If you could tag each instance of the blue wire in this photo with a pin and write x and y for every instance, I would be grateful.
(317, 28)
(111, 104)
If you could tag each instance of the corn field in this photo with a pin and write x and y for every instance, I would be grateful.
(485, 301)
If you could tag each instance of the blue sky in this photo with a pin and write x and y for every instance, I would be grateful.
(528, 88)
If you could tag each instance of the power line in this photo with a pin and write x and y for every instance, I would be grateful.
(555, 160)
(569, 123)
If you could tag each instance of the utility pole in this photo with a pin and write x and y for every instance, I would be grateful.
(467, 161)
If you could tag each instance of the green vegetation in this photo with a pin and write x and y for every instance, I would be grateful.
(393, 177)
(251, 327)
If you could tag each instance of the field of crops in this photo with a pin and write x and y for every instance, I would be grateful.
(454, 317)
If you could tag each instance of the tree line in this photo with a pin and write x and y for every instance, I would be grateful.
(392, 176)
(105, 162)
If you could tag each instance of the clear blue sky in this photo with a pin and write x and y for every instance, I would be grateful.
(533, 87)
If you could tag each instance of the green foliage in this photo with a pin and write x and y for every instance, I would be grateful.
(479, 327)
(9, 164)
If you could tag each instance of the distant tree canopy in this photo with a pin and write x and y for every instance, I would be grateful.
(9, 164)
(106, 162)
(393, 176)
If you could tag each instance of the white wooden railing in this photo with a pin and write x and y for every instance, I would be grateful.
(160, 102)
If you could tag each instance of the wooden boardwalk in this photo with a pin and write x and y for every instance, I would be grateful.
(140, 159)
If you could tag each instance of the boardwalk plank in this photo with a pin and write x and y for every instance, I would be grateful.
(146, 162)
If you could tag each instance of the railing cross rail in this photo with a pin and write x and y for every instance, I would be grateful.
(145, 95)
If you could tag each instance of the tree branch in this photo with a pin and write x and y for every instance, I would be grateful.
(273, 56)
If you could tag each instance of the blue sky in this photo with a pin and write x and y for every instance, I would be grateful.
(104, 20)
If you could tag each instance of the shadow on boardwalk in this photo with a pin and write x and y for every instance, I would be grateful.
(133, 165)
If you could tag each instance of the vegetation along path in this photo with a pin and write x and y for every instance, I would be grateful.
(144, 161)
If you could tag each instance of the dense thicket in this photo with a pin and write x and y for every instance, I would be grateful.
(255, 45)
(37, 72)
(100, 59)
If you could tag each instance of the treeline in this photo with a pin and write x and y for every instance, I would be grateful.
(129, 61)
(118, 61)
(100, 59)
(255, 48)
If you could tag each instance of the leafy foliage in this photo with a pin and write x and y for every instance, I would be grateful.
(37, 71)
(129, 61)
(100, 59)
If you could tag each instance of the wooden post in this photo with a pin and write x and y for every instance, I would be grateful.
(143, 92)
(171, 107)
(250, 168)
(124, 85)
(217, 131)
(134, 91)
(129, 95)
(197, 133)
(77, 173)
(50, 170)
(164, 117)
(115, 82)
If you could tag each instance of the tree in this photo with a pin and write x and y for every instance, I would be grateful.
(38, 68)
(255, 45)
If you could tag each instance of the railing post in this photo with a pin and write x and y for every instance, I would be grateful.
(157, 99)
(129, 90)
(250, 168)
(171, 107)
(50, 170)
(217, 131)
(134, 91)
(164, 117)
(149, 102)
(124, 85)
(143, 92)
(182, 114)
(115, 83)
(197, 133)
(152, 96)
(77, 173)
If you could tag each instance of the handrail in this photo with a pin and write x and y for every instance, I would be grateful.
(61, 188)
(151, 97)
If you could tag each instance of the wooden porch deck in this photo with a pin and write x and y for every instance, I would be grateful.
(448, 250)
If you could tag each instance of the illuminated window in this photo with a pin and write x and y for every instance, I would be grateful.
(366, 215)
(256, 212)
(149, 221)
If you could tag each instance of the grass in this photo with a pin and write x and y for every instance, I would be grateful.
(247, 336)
____
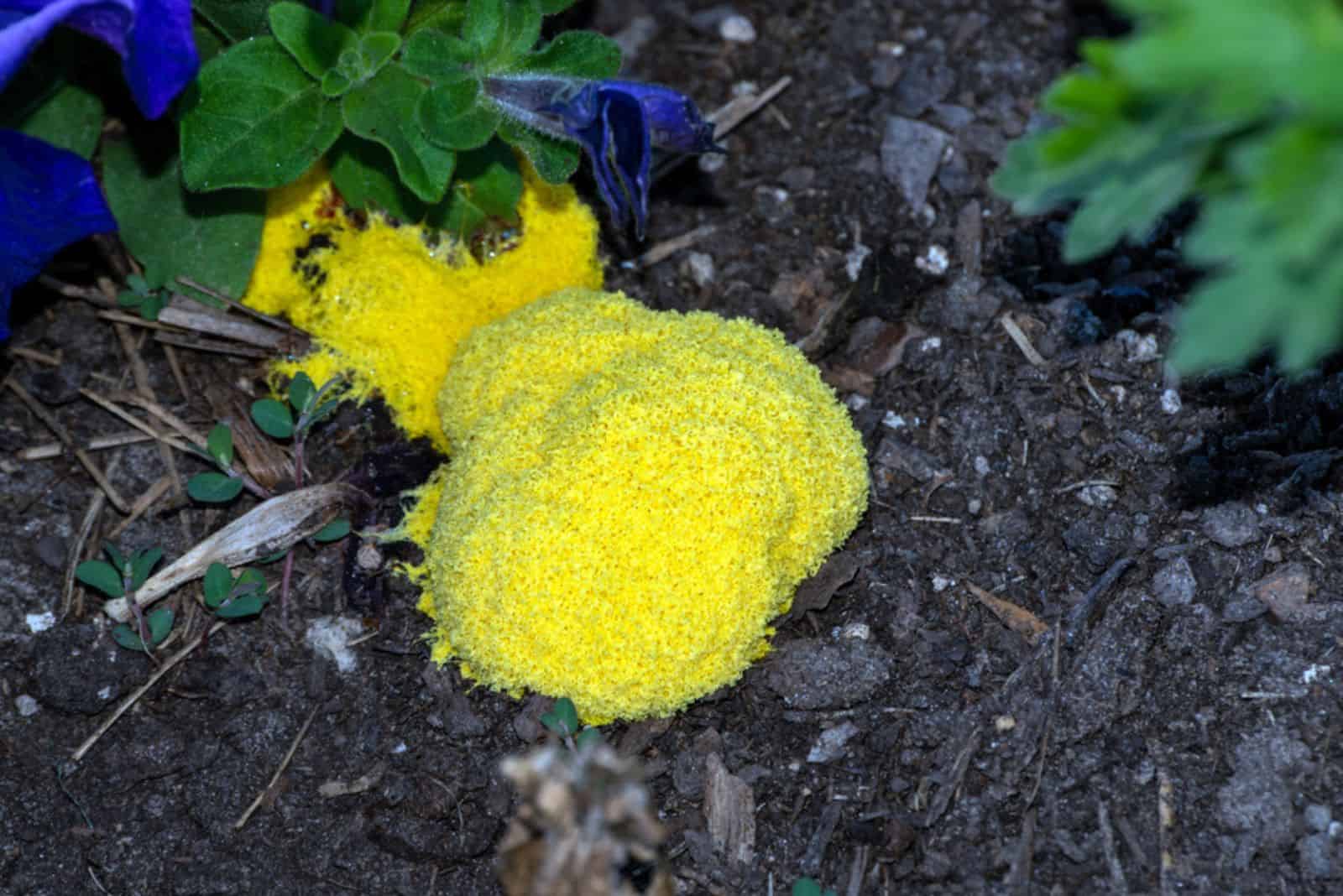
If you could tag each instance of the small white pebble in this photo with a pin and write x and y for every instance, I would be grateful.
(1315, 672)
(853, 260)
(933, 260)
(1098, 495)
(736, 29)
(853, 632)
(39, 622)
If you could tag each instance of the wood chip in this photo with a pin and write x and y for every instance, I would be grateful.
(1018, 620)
____
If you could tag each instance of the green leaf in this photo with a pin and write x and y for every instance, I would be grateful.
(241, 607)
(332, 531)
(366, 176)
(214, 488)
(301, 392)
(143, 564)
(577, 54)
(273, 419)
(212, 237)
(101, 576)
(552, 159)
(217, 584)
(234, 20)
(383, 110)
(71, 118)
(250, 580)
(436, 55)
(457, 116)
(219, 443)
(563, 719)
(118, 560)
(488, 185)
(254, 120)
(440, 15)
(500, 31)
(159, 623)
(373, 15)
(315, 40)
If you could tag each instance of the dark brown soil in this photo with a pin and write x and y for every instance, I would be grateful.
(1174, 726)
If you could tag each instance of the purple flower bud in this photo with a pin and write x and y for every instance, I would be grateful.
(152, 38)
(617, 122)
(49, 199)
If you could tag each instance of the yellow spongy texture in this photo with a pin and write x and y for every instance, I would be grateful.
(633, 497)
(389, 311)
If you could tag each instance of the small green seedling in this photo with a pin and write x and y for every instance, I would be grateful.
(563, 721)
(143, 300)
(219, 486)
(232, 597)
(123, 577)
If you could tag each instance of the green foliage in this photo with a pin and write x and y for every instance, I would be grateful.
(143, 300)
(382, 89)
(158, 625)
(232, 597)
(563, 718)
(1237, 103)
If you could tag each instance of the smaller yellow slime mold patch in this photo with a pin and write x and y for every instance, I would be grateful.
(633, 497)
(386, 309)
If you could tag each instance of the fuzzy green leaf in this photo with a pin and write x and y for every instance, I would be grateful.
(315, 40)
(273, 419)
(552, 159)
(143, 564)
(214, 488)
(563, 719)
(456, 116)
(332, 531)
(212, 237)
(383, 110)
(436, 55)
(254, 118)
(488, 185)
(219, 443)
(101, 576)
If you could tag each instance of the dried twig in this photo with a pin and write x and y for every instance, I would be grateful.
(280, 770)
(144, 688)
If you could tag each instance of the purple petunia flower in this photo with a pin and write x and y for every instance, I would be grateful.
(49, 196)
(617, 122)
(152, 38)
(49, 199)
____
→ What to do
Show every line of the records above that contains the string "field", copied in full. Matching is case-sensitive.

→ Answer below
If you could tag each instance of the corn field in this photo with a pin and write x and y for every instance, I would be grateful.
If you could tag each instance of the field of crops in this photo with a pin and write x and y for every instance, I would be grateful.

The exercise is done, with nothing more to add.